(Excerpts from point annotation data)
BEGIN

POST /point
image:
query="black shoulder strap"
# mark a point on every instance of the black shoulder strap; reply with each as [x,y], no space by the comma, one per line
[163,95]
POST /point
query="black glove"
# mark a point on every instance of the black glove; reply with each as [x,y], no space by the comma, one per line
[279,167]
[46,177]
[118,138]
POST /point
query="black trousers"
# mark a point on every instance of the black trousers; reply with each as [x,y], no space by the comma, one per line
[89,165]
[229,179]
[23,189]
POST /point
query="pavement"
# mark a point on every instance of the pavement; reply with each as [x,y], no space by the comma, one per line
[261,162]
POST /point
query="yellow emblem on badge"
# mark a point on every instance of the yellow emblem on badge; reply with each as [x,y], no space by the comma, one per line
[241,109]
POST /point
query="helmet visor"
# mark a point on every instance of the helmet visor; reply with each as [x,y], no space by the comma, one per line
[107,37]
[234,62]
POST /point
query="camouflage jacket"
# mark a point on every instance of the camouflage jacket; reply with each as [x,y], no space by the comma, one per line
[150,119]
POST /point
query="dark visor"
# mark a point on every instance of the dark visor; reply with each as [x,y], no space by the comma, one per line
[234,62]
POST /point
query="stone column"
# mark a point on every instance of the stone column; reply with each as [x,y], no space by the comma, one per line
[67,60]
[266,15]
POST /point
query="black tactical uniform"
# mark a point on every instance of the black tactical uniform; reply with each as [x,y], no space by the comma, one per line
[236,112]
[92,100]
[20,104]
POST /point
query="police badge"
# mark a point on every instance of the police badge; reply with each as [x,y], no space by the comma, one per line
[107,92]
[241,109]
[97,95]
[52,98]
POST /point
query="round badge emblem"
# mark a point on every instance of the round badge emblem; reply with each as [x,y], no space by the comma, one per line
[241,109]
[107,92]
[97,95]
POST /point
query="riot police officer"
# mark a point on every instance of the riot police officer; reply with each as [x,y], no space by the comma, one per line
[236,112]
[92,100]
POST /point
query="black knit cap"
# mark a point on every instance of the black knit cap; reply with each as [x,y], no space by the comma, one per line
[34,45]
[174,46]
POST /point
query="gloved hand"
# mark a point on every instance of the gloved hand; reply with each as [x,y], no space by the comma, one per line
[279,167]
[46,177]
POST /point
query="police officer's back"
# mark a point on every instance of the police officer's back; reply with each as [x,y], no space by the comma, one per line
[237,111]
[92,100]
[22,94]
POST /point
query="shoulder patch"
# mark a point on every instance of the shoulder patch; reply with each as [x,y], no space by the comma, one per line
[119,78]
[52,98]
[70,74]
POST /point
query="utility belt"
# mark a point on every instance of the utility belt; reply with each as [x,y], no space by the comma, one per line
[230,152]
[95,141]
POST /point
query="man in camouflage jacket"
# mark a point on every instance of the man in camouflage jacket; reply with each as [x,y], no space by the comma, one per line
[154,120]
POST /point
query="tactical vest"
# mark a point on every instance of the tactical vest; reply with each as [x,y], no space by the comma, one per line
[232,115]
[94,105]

END

Problem description
Transcribe every entry verbatim.

Exercise result
POST /point
image:
query="black shoulder strap"
# mark a point on every instance of the black shoulder strap; reply with each as [x,y], no space by the comma, one per line
[163,95]
POST /point
query="black glove"
# mark a point on every instance of the black glove; reply with each as [x,y], no space by the comma, one per line
[279,167]
[46,177]
[118,138]
POST /point
query="black trousers"
# mark a point on every instance of the black trousers; reply with each as [x,y], no space by the comma, one per line
[89,165]
[229,179]
[23,189]
POST /point
query="pavement"
# mark a point on every instance of the pavement; reply with each as [x,y], no space by the comma, one per line
[261,162]
POST /point
query="yellow emblem on badge"
# mark a point on every instance of the yellow emblem on badge; reply with each as [x,y], no space by the comma, one per line
[241,109]
POST /point
query="helmet visor"
# mark a point on every instance of the helmet visor; reply with each as [x,y], no space by the comma, one per line
[107,37]
[234,62]
POST /point
query="camouflage jacket"
# mark a point on every instance of the camouflage jacket; reply with each as [x,y], no space by the comma, one per line
[150,119]
POST /point
query="dark visor"
# mark a point on every instance of the dark visor; reply with each as [x,y], no space by the comma, one per line
[234,62]
POST /point
query="stone column"
# mark a point on every instance of the stone column; reply with each as [x,y], no space by the comma, one per line
[67,60]
[266,15]
POST /point
query="black tactical uniform"
# mark a point on every instance of the black tactical uniform; reply with each as [x,y], no space by the comma, one per line
[236,112]
[92,100]
[20,104]
POST /point
query="police badge"
# mark a point on every instance of the police badge; reply with each as [x,y], no space by the comma, one per line
[107,92]
[241,109]
[97,95]
[52,98]
POST /point
query="round badge emblem"
# mark a point on every instance of the round badge emblem; reply with each as [x,y], no space by the comma, one per line
[241,109]
[107,92]
[97,95]
POST /point
query="riot police officer"
# mark a point on every instance of the riot police officer; reply with each as [x,y], no space by the comma, one per line
[236,112]
[92,100]
POST /point
query="black knit cap"
# mark a point on every instance of the black knit cap; reply with each as [x,y], no space by the comma, one per line
[34,45]
[174,46]
POST /point
query="gloved hand"
# mark a point on every instance of the gloved hand; reply with each as [x,y], no space by the comma, one per line
[279,167]
[46,177]
POST /point
query="police officer's back"
# mark a point on every instance of the police officer's back; reply with each as [x,y], no space by the comma, one per line
[237,111]
[92,100]
[22,94]
POST /point
query="shoulder patch"
# mark a point on every instance of the shoulder patch; reply with each as [x,y], no space by the comma, one per line
[119,78]
[52,98]
[70,74]
POST /point
query="utility belt"
# mark a point on every instance of the utility belt; reply with each as [x,y], no space by the comma, one per line
[230,152]
[95,141]
POST /point
query="man in camouflage jacket"
# mark a point on every instance of the man in camouflage jacket; reply with each as [x,y], no space by the comma, one per line
[154,120]
POST /point
query="tactical vest"
# mark a point on every instance of the tactical vest; reply with each as [x,y], no space by the comma, one per line
[232,115]
[94,105]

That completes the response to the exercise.